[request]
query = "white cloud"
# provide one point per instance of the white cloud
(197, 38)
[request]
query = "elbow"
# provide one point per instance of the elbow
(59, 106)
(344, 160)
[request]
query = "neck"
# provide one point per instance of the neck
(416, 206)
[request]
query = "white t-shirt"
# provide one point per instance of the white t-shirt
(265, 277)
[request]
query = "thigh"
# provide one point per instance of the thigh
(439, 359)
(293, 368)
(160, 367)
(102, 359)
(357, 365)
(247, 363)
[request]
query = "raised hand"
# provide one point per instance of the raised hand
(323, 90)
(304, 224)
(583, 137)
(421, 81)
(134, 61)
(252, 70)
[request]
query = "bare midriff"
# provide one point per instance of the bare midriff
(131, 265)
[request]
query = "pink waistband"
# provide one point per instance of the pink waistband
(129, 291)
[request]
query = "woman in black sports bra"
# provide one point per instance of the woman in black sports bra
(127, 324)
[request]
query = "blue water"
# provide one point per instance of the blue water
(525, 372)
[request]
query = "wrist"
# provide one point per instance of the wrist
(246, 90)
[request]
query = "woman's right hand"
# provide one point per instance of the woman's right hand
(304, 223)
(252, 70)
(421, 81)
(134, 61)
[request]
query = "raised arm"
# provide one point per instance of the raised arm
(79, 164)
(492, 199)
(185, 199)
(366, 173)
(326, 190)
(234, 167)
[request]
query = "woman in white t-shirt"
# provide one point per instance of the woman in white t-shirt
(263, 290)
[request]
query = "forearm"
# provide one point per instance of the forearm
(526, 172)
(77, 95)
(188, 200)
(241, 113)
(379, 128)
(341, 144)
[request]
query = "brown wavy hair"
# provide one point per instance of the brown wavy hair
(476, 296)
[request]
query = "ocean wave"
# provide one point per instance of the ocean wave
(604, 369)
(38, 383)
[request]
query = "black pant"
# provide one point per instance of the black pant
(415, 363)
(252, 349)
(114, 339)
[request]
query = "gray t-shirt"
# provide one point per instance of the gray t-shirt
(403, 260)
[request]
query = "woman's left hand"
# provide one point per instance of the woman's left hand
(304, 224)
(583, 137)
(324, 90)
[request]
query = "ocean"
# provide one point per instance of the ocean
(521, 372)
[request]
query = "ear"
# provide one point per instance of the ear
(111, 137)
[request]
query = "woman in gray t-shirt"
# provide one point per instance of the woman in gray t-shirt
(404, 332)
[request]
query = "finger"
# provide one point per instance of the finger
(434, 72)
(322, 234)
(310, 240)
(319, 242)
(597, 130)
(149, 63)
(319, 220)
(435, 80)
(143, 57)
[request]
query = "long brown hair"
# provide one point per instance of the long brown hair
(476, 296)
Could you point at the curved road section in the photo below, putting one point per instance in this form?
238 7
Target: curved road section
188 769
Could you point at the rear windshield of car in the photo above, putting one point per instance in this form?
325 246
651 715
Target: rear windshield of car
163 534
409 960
○ ○ ○ ○ ○ ○ ○
• **PROBLEM REQUIREMENTS**
Each line of the material above needs to be quoted exactly, please.

• **SOLUTION**
[request]
query = "white cloud"
# provide one point per instance of the white cloud
(197, 38)
[request]
query = "elbow"
# provide one point per instance of the elbow
(59, 106)
(344, 160)
[request]
query = "neck"
# provide one point per instance of the neck
(416, 206)
[request]
query = "white t-shirt"
# provide one point per instance of the white t-shirt
(265, 277)
[request]
query = "thigh"
# provide one point per instance of the thigh
(439, 359)
(293, 368)
(160, 367)
(102, 359)
(357, 365)
(247, 363)
[request]
query = "raised hand"
# provide one point per instance of the raised hand
(323, 90)
(304, 224)
(583, 137)
(421, 81)
(134, 61)
(252, 70)
[request]
query = "bare midriff"
# provide one point per instance of the bare midriff
(131, 265)
[request]
query = "pink waistband"
# provide one point per instance of the pink waistband
(129, 291)
[request]
query = "woman in black sports bra"
# provide one point per instance of the woman in black sports bra
(127, 324)
[request]
query = "blue water"
# provide one point per instance of the blue water
(525, 372)
[request]
query = "wrist"
# provide one point per instance of the wrist
(246, 90)
[request]
query = "woman's right hand"
# provide one point per instance of the woman's right hand
(304, 223)
(252, 70)
(421, 81)
(134, 61)
[request]
query = "raised arm"
# provide one point per instance of the raised arm
(79, 164)
(492, 199)
(185, 199)
(366, 173)
(326, 190)
(234, 167)
[request]
query = "woman in white t-shirt"
# provide one point per instance of the woman in white t-shirt
(263, 290)
[request]
query = "forearm"
# provide one point per instance of the forearm
(526, 172)
(77, 95)
(188, 200)
(241, 113)
(379, 128)
(341, 144)
[request]
query = "brown wavy hair"
# provide one point per instance of the brown wavy hair
(476, 296)
[request]
query = "ocean wave"
# provide one point per instance of the ocean wave
(604, 369)
(38, 383)
[request]
query = "black pant"
# provide one point per instance of the black pant
(415, 363)
(252, 349)
(114, 339)
[request]
query = "gray t-shirt"
# provide one point per instance of the gray t-shirt
(403, 260)
[request]
query = "woman's left hand"
# provide one point per instance of the woman's left hand
(304, 224)
(583, 137)
(324, 90)
[request]
query = "ocean"
# provide one point per instance of the ocean
(521, 372)
[request]
query = "ear"
# provide one point per instance of the ear
(111, 137)
[request]
query = "woman in gray t-shirt"
# provide one point per instance of the woman in gray t-shirt
(404, 332)
[request]
query = "finger"
# provide one point per instance of the finger
(434, 72)
(322, 234)
(310, 240)
(319, 242)
(597, 130)
(149, 63)
(319, 220)
(435, 80)
(143, 57)
[request]
query = "long brown hair"
# provide one point per instance of the long brown hair
(476, 296)
Could you point at the curved road section in the photo below, putting one point per instance in this form?
238 7
Target: curved road section
188 769
Could you point at the rear windshield of car in the photo above, putting one point per instance in this form?
325 246
651 715
Target: rear windshield of car
163 534
409 960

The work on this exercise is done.